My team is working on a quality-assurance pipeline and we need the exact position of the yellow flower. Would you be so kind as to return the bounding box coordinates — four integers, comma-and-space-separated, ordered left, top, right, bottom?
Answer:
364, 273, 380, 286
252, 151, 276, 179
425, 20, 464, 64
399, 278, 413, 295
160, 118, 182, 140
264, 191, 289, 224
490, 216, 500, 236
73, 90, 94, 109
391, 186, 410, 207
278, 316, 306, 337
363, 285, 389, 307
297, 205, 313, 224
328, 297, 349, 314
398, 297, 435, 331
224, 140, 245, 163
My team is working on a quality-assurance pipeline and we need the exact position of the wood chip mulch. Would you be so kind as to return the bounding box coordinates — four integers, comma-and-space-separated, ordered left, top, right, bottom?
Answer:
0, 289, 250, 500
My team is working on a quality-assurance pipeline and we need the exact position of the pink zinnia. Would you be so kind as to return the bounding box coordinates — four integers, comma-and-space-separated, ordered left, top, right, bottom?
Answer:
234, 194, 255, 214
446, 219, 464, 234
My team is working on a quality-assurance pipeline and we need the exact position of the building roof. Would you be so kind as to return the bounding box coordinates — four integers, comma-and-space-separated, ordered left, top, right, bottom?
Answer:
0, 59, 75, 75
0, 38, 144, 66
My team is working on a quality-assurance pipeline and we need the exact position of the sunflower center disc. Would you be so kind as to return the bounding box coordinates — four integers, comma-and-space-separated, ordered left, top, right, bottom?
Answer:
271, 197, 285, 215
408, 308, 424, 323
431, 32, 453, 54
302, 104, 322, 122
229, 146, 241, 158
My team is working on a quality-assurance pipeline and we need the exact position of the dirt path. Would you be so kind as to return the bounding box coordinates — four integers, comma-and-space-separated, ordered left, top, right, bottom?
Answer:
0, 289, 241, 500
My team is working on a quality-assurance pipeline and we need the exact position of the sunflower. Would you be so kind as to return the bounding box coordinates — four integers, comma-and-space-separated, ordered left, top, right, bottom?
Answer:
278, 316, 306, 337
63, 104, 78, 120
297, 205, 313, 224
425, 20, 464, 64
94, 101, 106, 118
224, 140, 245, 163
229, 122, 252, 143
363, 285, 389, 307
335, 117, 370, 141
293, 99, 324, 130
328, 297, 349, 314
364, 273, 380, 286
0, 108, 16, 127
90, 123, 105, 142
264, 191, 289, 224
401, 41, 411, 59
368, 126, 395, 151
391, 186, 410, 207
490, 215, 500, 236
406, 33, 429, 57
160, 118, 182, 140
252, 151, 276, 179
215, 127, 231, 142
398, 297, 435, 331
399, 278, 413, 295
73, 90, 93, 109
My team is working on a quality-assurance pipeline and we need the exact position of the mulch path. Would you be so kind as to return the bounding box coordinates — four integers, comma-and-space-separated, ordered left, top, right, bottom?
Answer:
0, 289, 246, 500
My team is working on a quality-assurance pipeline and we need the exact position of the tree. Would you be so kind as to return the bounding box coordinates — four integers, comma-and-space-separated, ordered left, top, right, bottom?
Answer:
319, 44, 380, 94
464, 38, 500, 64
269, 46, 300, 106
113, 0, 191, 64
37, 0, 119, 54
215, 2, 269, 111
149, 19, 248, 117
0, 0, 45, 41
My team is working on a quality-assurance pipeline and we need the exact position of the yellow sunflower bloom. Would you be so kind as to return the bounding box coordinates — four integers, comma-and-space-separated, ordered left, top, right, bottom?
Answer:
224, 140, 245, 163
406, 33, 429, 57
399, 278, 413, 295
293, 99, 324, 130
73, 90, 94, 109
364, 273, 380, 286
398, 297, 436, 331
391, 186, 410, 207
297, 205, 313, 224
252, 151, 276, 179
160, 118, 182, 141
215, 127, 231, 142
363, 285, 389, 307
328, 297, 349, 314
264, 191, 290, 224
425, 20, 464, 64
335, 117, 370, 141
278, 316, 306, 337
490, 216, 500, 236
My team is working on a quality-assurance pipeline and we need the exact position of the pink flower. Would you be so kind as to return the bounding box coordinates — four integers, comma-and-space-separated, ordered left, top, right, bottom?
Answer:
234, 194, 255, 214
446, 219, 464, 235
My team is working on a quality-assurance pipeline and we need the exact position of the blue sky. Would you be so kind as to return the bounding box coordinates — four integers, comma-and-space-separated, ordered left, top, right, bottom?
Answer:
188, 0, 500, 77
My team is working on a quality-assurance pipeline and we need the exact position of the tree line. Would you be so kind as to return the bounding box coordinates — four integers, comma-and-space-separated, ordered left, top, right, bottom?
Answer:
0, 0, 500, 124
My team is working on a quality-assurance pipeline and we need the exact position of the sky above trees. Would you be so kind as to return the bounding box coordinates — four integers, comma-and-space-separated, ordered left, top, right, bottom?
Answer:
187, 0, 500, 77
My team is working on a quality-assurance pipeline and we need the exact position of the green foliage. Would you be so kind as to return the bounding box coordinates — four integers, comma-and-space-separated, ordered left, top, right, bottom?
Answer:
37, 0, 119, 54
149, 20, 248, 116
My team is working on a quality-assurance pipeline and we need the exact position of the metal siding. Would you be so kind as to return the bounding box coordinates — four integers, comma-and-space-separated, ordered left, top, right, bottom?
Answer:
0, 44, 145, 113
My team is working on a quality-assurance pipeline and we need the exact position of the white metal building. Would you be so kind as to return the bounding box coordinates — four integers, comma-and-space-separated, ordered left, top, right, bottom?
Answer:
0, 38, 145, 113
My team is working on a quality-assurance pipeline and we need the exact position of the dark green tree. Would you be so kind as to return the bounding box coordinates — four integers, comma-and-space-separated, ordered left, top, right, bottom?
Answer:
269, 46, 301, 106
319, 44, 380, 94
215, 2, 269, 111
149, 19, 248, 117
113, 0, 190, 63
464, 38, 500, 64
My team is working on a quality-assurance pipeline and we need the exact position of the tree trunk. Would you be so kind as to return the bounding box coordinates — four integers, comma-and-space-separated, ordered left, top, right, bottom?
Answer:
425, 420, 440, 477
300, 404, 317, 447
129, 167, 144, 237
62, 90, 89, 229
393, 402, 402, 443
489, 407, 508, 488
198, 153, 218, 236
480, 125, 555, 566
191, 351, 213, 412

• What to work on
Copy all the records above again, changing "quality-assurance pipeline" to "data review pipeline" and leaving everything else the same.

• Exercise answer
My team is working on a data review pipeline and we need the exact position of the yellow flower. Would you be so kind as to return the bounding box coordinates — four integers, comma-and-space-separated, ordered left, top, right, bottom?
Answer:
364, 273, 380, 286
252, 151, 276, 179
425, 20, 464, 64
399, 278, 413, 295
160, 118, 182, 140
264, 191, 289, 224
490, 216, 500, 236
73, 90, 94, 109
391, 186, 410, 207
278, 316, 306, 337
363, 285, 389, 307
297, 205, 313, 224
328, 297, 349, 314
398, 297, 435, 331
224, 140, 245, 163
My team is working on a data review pipeline and we need the exact position of the wood chip mulch. Would you be so kind as to return the bounding box coordinates — four integers, comma-and-space-separated, ordered left, top, right, bottom?
Answer:
0, 289, 250, 500
My team is working on a data review pipeline and we need the exact position of the pink zinnia. Would you be so kind as to return the bounding box coordinates — four integers, comma-and-space-separated, ordered left, top, right, bottom?
Answer:
234, 194, 255, 214
446, 219, 464, 234
My team is working on a data review pipeline and we need the exact position of the building roof. Would you be so kind as to return the bounding box coordinates — four integers, comma-and-space-separated, ordered left, top, right, bottom?
Answer:
0, 59, 75, 75
0, 38, 144, 66
My team is working on a data review pipeline and we need the exact position of the sunflower center disc. Would you be so kind as to return the bounding box coordinates — four integers, comma-and-space-separated, ordered left, top, right, bottom?
Answer:
271, 197, 285, 215
408, 308, 424, 323
431, 32, 453, 54
302, 104, 322, 122
229, 146, 241, 158
My team is working on a data review pipeline and we need the exact position of the dirt path. Would you be so kind as to return the bounding box coordinates — four integers, comma-and-space-separated, ordered left, top, right, bottom?
Answer:
0, 289, 241, 500
My team is working on a data review pipeline and we need the exact position of the sunflower. Would you be so kind as to return the bounding box coordinates — four integers, comma-and-space-separated, ordered left, top, right, bottom?
Answer:
278, 316, 306, 337
63, 104, 78, 120
297, 205, 313, 224
425, 20, 464, 64
94, 101, 106, 118
224, 140, 245, 163
229, 122, 252, 143
363, 285, 389, 307
335, 117, 370, 141
293, 99, 324, 130
328, 297, 349, 314
364, 273, 380, 286
0, 108, 16, 127
90, 123, 105, 142
264, 191, 289, 224
401, 41, 411, 59
368, 126, 395, 151
391, 186, 410, 207
490, 215, 500, 236
406, 33, 429, 57
160, 118, 182, 140
252, 151, 276, 179
215, 127, 231, 142
398, 297, 435, 331
399, 278, 413, 295
73, 90, 93, 109
My team is working on a data review pipeline and we need the exact position of the mulch path. Would you be so kind as to return the bounding box coordinates — four integers, comma-and-space-separated, ordered left, top, right, bottom?
Answer:
0, 289, 246, 500
My team is working on a data review pipeline and we need the exact position of the tree. Would you be so kind as to return the bounding box coordinates — four integers, comma-and-space-separated, ordered left, top, right, bottom?
Answer:
319, 44, 380, 94
464, 38, 500, 64
269, 46, 300, 106
113, 0, 191, 64
37, 0, 119, 54
215, 2, 269, 111
149, 19, 248, 117
0, 0, 45, 41
My team is working on a data review pipeline and we need the exact position of the yellow sunflower bloom. Would you be so kind as to return the bounding box coordinates — four integers, comma-and-space-separated, ordered left, top, right, bottom?
Answer:
224, 140, 245, 163
406, 33, 429, 57
399, 278, 413, 295
293, 99, 324, 130
73, 90, 94, 109
364, 273, 380, 286
398, 297, 436, 331
391, 186, 410, 207
297, 205, 313, 224
252, 151, 276, 179
160, 118, 182, 141
215, 127, 231, 142
363, 285, 389, 307
328, 297, 349, 314
264, 191, 290, 224
425, 20, 464, 64
335, 117, 370, 141
278, 316, 306, 337
490, 216, 500, 236
My team is working on a data review pipeline and we need the exact position of the pink flower. Would you be so kind as to return the bounding box coordinates — four integers, comma-and-space-separated, ordered left, top, right, bottom?
Answer:
234, 194, 255, 214
446, 219, 464, 235
My team is working on a data review pipeline and we need the exact position of the blue sky. Would you be so kind as to return the bounding box coordinates — four integers, comma-and-space-separated, ordered left, top, right, bottom?
Answer:
188, 0, 500, 77
My team is working on a data review pipeline and we need the exact position of the tree line. Would you be so kind as to return the bounding box coordinates — four integers, comma-and-space-separated, ordered left, top, right, bottom?
Answer:
0, 0, 500, 124
My team is working on a data review pipeline and we need the exact position of the sky above trees. Would you be so kind as to return the bounding box coordinates — four integers, comma-and-space-separated, ordered left, top, right, bottom?
Answer:
187, 0, 500, 77
My team is working on a data review pipeline and we need the exact position of the green foliage. Would you be so kind as to return the bounding box coordinates — four integers, comma-and-space-separated, ordered left, top, right, bottom?
Answer:
37, 0, 119, 54
149, 20, 248, 116
My team is working on a data review pipeline and we need the exact position of the metal siding. Would you be so kind as to return the bounding box coordinates — four integers, comma-and-space-separated, ordered left, top, right, bottom?
Answer:
0, 44, 145, 113
My team is working on a data review pipeline and we need the exact position of the white metal building. Would you be so kind as to return the bounding box coordinates — four integers, comma-and-space-separated, ordered left, top, right, bottom?
Answer:
0, 38, 145, 113
My team is working on a data review pipeline and we need the exact position of the dark green tree. Would you be so kind as to return the bounding box coordinates — four integers, comma-and-space-separated, ordered left, top, right, bottom?
Answer:
269, 46, 301, 106
319, 44, 380, 94
215, 2, 269, 111
149, 19, 248, 117
113, 0, 190, 63
464, 38, 500, 64
My team is working on a data review pipeline and we need the exact position of the tree trunk. Would you be so kind as to return the bounding box coordinates — four integers, comma-and-space-separated, ordered left, top, right, bottom?
Answer:
425, 420, 440, 477
300, 404, 317, 447
129, 167, 144, 237
62, 90, 89, 229
393, 402, 402, 443
489, 407, 508, 488
198, 153, 218, 236
480, 125, 555, 566
191, 351, 213, 412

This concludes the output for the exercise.